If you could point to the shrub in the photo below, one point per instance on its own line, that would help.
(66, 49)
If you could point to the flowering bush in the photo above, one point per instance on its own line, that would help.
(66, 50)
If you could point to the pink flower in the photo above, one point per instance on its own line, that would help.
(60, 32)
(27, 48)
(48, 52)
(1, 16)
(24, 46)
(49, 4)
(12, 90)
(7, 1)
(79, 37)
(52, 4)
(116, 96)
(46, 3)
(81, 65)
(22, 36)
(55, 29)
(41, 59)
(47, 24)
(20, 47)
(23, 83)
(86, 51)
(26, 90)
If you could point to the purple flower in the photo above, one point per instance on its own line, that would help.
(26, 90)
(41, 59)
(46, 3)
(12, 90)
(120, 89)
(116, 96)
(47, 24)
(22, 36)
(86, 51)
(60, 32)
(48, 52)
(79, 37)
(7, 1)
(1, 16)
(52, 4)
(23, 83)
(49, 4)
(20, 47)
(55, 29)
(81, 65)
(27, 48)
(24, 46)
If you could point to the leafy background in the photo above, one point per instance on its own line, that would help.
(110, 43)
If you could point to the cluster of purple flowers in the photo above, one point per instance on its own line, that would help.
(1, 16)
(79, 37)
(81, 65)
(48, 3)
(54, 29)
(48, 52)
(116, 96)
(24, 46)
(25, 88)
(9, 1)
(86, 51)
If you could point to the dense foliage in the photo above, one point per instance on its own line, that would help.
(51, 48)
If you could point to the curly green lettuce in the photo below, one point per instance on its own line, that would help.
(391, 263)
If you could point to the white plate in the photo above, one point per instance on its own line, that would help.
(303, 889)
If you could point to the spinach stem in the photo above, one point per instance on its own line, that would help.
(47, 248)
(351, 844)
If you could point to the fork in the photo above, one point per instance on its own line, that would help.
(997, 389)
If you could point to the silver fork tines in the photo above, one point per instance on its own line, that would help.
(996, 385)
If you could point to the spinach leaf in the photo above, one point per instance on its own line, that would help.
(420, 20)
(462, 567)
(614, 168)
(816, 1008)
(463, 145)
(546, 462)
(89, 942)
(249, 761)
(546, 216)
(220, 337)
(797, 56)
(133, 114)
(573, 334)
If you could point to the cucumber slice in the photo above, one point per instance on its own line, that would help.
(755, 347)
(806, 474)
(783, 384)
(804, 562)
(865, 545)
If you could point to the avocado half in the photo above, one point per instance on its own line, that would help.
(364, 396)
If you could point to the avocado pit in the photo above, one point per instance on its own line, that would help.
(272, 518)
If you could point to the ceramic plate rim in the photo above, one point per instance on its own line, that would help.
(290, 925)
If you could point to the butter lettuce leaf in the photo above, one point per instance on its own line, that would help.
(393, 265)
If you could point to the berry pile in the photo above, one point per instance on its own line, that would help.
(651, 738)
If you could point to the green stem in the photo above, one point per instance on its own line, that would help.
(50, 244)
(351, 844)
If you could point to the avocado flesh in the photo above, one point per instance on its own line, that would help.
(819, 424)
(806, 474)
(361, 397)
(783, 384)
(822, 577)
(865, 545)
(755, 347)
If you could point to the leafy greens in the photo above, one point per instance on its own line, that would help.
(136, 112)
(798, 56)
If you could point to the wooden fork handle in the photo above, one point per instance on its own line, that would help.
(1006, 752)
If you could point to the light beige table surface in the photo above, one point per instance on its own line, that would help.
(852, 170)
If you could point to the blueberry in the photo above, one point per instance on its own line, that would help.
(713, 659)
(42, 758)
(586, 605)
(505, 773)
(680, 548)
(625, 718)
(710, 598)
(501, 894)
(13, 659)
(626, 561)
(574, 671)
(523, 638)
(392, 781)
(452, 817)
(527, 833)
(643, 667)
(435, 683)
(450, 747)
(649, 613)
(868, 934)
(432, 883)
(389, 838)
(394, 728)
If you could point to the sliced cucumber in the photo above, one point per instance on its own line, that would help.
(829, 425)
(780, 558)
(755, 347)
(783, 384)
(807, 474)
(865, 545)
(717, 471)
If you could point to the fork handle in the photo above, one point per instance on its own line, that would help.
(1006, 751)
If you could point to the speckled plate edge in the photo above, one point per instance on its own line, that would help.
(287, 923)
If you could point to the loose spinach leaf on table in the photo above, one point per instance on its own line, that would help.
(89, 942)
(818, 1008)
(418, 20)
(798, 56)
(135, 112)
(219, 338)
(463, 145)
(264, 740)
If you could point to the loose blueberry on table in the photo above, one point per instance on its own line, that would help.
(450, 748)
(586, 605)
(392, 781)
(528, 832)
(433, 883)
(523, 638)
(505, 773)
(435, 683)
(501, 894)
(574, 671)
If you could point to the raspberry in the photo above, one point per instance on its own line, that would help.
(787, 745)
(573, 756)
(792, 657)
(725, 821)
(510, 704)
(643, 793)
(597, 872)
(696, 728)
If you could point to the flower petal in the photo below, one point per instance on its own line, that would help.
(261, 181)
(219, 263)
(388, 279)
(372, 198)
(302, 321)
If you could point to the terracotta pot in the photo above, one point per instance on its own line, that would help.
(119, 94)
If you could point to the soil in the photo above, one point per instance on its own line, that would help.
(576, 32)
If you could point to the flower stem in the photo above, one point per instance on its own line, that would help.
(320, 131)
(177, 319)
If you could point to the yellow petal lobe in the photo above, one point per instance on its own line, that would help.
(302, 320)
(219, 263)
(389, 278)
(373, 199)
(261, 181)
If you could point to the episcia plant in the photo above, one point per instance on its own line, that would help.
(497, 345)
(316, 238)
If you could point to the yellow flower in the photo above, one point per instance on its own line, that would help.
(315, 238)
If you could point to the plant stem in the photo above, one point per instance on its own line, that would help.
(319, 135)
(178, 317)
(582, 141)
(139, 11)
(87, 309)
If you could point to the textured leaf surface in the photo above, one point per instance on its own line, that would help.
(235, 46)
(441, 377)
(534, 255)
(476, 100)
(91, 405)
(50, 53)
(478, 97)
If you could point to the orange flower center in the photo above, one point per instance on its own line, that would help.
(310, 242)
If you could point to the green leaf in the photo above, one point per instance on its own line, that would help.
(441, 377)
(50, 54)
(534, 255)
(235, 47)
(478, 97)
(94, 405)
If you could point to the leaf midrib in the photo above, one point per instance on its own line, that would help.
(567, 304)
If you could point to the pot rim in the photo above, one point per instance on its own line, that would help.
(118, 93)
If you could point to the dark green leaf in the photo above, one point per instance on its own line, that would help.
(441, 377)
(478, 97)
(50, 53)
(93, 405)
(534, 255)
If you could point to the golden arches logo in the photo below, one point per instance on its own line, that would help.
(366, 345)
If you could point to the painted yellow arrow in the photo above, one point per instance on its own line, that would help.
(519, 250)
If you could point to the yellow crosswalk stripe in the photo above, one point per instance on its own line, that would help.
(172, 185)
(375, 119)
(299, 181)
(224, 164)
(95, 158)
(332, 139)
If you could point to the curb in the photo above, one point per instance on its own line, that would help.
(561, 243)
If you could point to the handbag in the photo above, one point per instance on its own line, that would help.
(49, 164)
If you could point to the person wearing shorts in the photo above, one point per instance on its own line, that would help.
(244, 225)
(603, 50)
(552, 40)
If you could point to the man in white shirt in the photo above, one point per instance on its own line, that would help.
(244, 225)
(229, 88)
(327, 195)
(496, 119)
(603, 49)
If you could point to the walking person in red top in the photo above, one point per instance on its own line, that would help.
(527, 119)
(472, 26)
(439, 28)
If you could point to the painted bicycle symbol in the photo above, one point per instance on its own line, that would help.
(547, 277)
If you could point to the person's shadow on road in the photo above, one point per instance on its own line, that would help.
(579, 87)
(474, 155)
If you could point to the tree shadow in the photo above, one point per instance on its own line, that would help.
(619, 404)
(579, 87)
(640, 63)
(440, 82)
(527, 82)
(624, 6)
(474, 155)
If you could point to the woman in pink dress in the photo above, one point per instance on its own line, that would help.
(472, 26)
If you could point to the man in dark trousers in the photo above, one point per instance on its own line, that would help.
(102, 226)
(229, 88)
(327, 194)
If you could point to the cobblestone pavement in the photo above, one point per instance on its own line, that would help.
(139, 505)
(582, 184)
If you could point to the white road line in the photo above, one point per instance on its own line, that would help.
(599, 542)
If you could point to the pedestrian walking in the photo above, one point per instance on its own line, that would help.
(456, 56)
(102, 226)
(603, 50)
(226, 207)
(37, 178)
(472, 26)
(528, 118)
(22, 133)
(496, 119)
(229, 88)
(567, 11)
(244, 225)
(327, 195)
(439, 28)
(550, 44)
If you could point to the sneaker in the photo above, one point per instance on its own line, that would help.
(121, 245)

========

Everything from the line containing "If you could point to the painted bicycle" through the last line of the records must be given again exactly; leave out all other lines.

If you could point to the painted bicycle symbol in the photo above, one point per instance on its own line, that would help.
(547, 277)
If you could point to the person's shadow on road in the photo above, one point per instance on its own line, that would help.
(579, 87)
(474, 155)
If you could point to the tree shadow in the photo above, one point per instance on its own line, that would help.
(619, 404)
(579, 87)
(640, 63)
(440, 82)
(527, 82)
(624, 6)
(474, 155)
If you could point to the woman in pink dress in the photo above, one point per instance on its own line, that would help.
(472, 26)
If you could point to the man in dark trousers in the photo above, one point per instance on its own line, that would help.
(102, 226)
(229, 88)
(327, 194)
If you could point to the cobblestone pavement in the photo above, one point per instance on its own line, that would help.
(139, 505)
(582, 184)
If you could point to the white road line in the photo above, one point per instance on its own line, that would help.
(599, 542)
If you could point to the pedestrian walking in the photo above, one point per instance on its own line, that would help.
(456, 56)
(102, 226)
(603, 50)
(226, 207)
(37, 178)
(472, 26)
(528, 118)
(22, 133)
(496, 119)
(229, 88)
(567, 11)
(244, 225)
(327, 195)
(439, 28)
(550, 44)
If you could point to the sneaker in the photo above, one point per instance on its own line, that would help.
(121, 245)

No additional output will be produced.